## PASSAGE EXTRAIT
──────────

Mauritanie – Djibril Zakaria Sall : Éternel chercheur de la Vérité

Éternel chercheur de la Vérité.

Traversé de part en part des choses indicibles

dans la grisaille de mon existence

j’ai choisi l’Errance —

Écriture muette, demeure nominale

que transporte langue poreuse de voix

sur le chemin escarpé de la parole aurorale.

Djibril Zakaria Sall, Enfin le poème, Atar, le 10 février 1982.

 

Djibril Zakaria Sall est né le 23 avril 1939 à Rosso, dans la région du Trarza, au sud-ouest de la Mauritanie.

De 1953 à 1960, il poursuit ses études secondaires au célèbre Collège moderne Xavier Coppolani, d’où sort la première élite de la Mauritanie post-indépendante. Il continue jusqu’au baccalauréat, qu’il ne passera pas et, en 1960, devient instituteur adjoint stagiaire. Il a écrit six volumes de poèmes, dont quatre inédits. En 2014, les éditions 15/21 publie un florilège de ses textes sous l’intitulé de « Je veux parler ».

C’est en 1967 que sa vocation, de devenir poète se manifestera. Il envoie ses premiers poèmes à Léopold Sédar Senghor, l’une des figures de proue de la négritude, lui-même cofondateur de ce mouvement, qui l’enjoint d’abandonner la rime pour écrire à consonance plus africaine, c’est-à-dire de se consacrer « à la poésie négro-africaine pure qui est rythme et image ». Djibril Zakaria Sall, prend d’emblée son aîné au mot ; désormais, il ne composera qu’en vers libre.

Voici l’extrait d’un poème qui signe son acte de divorce avec la métrique. Le poète veut enfin naviguer sur les flots de l’imaginaire sans entrave. Il désire caresser la beauté hors de la volière de l’alexandrin et peindre l’invisible avec les couleurs de tous les vents :

 

« Laissez ma plume voguer, voler

jusques aux confins du savoir

Laissez-moi plume cueillir le pollen de la fleur de l’ESPRIT

[…]

Ô palestre céleste !

La rime m’enchaîne

Le quatrain me tourmente

L’alexandrin m’encercle

PRISON !

Du haut de ta tour laisse germer le pollen du vers libre sur le stigmate du pistil de ma PENSÉE ».

 

Dans son poème intitulé, « Demain, le soleil lèvera, » le poète redonne l’espoir à ses frères et sœurs qui s’éteignent à petit feu dans les geôles du désespoir aux quatre vents de ce monde exsangue ; ce dernier tente de les rasséréner :

« Souriez, vous qui de pleurs avez vécu

Riez, vous qui avez vécu des malheurs

Plus de larmes

Plus de soupirs regorgés d’amertume

[…]

Demain le soleil se lèvera

Et au soleil vous aurez une place. »

──────────

## CONSIGNES
- 1) D'après l'article sur Djibril Zakaria Sall, à quelle date et dans quelle ville le poète est-il né ?
- 2) Donnez la suite de l'article sur Djibril Zakaria Sall, s'il vous plaît, en reprenant après sa dernière phrase.
Les lignes ci-dessous n'ont aucun rôle ici.

(Entrées enregistrées)
──────────

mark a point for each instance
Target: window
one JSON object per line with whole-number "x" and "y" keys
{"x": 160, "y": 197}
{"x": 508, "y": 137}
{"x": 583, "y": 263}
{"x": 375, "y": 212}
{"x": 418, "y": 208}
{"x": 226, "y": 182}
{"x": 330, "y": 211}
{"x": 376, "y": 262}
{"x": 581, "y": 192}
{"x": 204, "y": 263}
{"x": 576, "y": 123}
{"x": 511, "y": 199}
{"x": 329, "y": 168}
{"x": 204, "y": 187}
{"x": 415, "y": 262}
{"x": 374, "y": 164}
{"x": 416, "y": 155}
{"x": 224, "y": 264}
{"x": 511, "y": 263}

──────────

## RÉPONSES PAR CONSIGNE
- 1) Le 23 avril 1939 à Rosso.

- 2)
Ayant poussé ses premiers vagissements dans un désert d’exil où les âmes des oiseaux noirs suffoquaient dans une volière à ciel ouvert ; toute sa vie durant, il ne cesse de se battre pour la liberté, la mienne – celle de son peuple ordalie dans la chair.

« Le sang de l’encrier est mon sang, » confie-t-il à une feuille vierge qui s’était fait un jour sa confidente.

 

L’écriture était pour lui une nécessité vitale, une arme contre la mort qu’était le moteur même de leur vie. Alors il cueillait les pollens des alphabets et les tressait soigneusement avec l’unique vocation de trouver la Vérité et que l’on sache qu’il a survécu « à la douleur, à la débâcle, à l’euphorie sanguinaire des ennemis » de l’humain. La survie est la grande aspiration de tous les damnés de la terre. Les négros-mauritaniens de sa génération n’étaient point une exception. L’écrasante majorité d’entre eux traînait leur agonie interminable à la face d’un soleil tavelé de deuil.

Parfois quand une épine le piquait au vif à défaut des feuilles blanches ou d’un carnet à sa portée, il se penchait vers la terre, ramassait des papiers des cigarettes pour écrire.

 

Sa plume était verticale contre toute forme d’injustice tel un coup de poing contre la sauvagerie humaine.

Lors des émeutes sanglantes à Soweto, en Afrique du Sud, Djibril entonne une élégie.

« Éternel Enfer !

Où la nuit je rumine

L’amertume du jour ;

Éternel Enfer !

Où l’estomac digère

Le vide du ventre

Vide

Éternel Enfer !

Où l’enfant affamé

Hait le sein vide

De sa mère

Que ne suis-je pas né ailleurs,

Là-bas où le soleil brille

Pour tout le monde.

Pourquoi naître s’il faut souffrir ?

[…] »

 

Pour ses frères de sang tombés de l’arbre de la vie comme des fioles fanées dans l’automne, il dressait des stèles de poèmes. Avec la dague du chagrin embrochant le cœur, il déposait des bouquets de mots sur la pierre tombale de chacun de « soleil fusillé ».

En 1977, il publie un poème « Le coup de piston » qui sera censuré par le gouvernement, allant jusqu’à l’interdire d’écrire et de publier dans son propre pays. Ce texte est plus que d’actualité dans cette contrée où le népotisme et le clanisme règnent. Pas de méritocratie ! Dans le poème « Je démissionne — je suis incapable, » il pousse un cri taciturne, il déclare : « Il faut l’homme qu’il faut à la place qu’il faut ». L’injonction du poète ne s’est pas encore faite chair.

Malgré la censure, l’intrépide barde ne s’arrêtera jamais d’écrire.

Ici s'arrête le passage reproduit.